==== Selected passage

Dot-com billionaire
Mark Cuban has come up with a concept to allow entrepreneurs to submit
open source business plans to his site for his consideration, and for the taking of anyone else who sees a compelling idea. Cuban lays out a
list of his requirements that must be met before he will consider any potential investment:
1. It can be an existing business or a start up.
2. It can not be a business that generates any revenue from advertising. Why ? Because I want this to be a business where you sell something and get paid for it. Thats the only way to get and stay profitable in such a short period of time.
3. It MUST BE CASH FLOW BREAK EVEN within 60 days
4. It must be profitable within 90 days.
5. Funding will be on a monthly basis. If you dont make your numbers, the funding stops
6. You must demonstrate as part of your plan that you sell your product or service for more than what it costs you to produce, fully encumbered
7. Everyone must work. The organization is completely flat. There are no employees reporting to managers. There is the founder/owners and everyone else
8. You must post your business plan here, or you can post it on slideshare.com , scribd.com or google docs, all completely public for anyone to see and/or download
9. I make no promises that if your business is profitable, that I will invest more money. Once you get the initial funding you are on your own
10. I will make no promises that I will be available to offer help. If I want to , I will. If not, I wont.
11. If you do get money, it goes into a bank that I specify, and I have the ability to watch the funds flow and the opportunity to require that I cosign any outflows.
12. In your business plan , make sure to specify how much equity I will receive or how I will get a return on my money.
13. No mult-level marketing programs (added 2/10/09 1pm)
I like that Cuban writes his own blog, but I don’t always agree with what he says. As an entrepreneur I know that Cuban’s requirements of breaking even within sixty days and being profitable within ninety days will be the greatest challenges for anyone who reveals their business plan to Cuban and the public. Cuban states that the organization should be completely flat with no hierarchy, which seems irrelevant to me if all of Cuban’s other demands are met. But, he has the money, so he can make the rules. The most problematic issue is that Cuban says he will only fund on a month-to-month basis with no guarantee of additional funding after that first month, even if the new venture is profitable. Perhaps for some folks a month’s worth of money is better than no money. If the venture is profitable, it gets easier to raise money from more traditional and perhaps less capricious sources.

========
==== The data

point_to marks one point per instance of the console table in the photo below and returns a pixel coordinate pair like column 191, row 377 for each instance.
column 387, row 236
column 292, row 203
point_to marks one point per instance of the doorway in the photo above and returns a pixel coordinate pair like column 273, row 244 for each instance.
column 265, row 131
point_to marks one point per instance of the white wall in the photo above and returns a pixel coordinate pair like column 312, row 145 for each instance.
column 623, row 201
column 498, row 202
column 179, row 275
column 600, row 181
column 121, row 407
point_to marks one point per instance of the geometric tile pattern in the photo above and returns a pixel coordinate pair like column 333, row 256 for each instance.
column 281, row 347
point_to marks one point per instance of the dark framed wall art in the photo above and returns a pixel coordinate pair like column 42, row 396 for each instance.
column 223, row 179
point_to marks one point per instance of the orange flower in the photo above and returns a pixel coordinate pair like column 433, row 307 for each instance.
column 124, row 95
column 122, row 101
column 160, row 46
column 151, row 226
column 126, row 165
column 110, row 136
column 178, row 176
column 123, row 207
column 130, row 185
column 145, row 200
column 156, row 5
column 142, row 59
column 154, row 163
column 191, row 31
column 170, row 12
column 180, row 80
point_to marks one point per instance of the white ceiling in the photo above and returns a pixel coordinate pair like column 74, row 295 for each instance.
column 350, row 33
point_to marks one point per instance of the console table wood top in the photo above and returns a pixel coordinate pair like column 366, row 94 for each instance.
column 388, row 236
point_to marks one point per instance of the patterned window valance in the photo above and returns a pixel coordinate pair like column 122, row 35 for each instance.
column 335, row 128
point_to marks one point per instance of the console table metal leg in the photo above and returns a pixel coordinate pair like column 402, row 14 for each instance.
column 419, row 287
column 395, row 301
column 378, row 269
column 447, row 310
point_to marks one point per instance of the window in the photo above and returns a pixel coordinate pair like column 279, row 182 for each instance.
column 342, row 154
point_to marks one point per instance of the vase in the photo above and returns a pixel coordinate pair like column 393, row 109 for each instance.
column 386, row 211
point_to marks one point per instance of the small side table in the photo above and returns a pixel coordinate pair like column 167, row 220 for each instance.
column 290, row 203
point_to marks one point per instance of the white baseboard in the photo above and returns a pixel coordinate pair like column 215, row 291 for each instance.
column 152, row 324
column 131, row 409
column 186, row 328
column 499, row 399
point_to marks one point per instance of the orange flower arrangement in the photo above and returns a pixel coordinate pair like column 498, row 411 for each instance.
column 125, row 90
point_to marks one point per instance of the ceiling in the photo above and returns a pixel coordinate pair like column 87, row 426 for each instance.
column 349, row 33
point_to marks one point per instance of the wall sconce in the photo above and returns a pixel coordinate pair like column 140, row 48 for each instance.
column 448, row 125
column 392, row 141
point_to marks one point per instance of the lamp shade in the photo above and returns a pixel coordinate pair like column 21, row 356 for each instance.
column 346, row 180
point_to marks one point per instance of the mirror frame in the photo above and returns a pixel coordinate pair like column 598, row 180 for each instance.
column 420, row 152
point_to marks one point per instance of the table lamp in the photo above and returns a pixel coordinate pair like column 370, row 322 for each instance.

========

### [Prompt 1]
List the outside services where the post on Mark Cuban's business plan requirements says a plan may be posted publicly.
### [Prompt 2]
According to the post on Mark Cuban's business plan requirements, within how many days must a business be profitable?

### [Answer space 1]
slideshare.com, scribd.com, google docs

### [Answer space 2]
Within 90 days.